*EXERCISE*: Copy the records again, requests included, from the start of the records through the line containing "31), (8, 31)]", both ends included. Scale every point coordinate in the answers by 1.95 and round to whole numbers, with halves going up; leave the pictures out.

*RAW DATA*:
______________________________

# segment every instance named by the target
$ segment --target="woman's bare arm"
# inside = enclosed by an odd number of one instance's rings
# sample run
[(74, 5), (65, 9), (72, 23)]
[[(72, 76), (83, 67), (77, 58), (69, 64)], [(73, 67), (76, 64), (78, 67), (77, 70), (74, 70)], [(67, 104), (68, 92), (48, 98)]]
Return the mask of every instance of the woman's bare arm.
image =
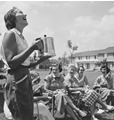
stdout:
[(5, 34), (2, 44), (3, 44), (5, 59), (9, 67), (12, 69), (21, 65), (29, 57), (29, 55), (34, 51), (36, 47), (35, 43), (33, 43), (33, 45), (31, 45), (25, 51), (23, 51), (20, 54), (17, 54), (17, 44), (15, 39), (15, 34), (12, 31), (8, 31)]

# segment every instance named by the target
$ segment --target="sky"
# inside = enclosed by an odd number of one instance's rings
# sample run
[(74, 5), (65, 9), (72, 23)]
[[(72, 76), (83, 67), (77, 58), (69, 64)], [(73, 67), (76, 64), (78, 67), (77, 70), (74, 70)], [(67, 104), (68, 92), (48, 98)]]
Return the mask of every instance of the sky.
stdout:
[(55, 58), (69, 55), (67, 41), (75, 52), (114, 46), (114, 1), (0, 1), (0, 44), (7, 31), (4, 15), (13, 6), (27, 14), (23, 34), (28, 44), (38, 37), (53, 37)]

______________________________

*ANSWER TO THE TASK*:
# segment every instance named by the target
$ segment --target="woman's bare arm"
# inside = enclosed by an odd number of one instance's rings
# sample run
[(74, 5), (65, 9), (72, 23)]
[[(72, 76), (83, 67), (77, 58), (69, 64)], [(73, 67), (76, 64), (78, 67), (77, 70), (74, 70)], [(67, 104), (68, 92), (48, 98)]]
Return the mask of every instance of the woman's bare arm.
image =
stdout:
[(10, 66), (4, 86), (6, 86), (10, 115), (18, 131), (23, 135), (41, 127), (57, 111), (57, 107), (66, 99), (70, 92), (68, 84), (64, 84), (64, 88), (60, 88), (49, 99), (45, 99), (39, 105), (33, 105), (33, 86), (29, 76), (29, 66), (23, 60), (16, 60)]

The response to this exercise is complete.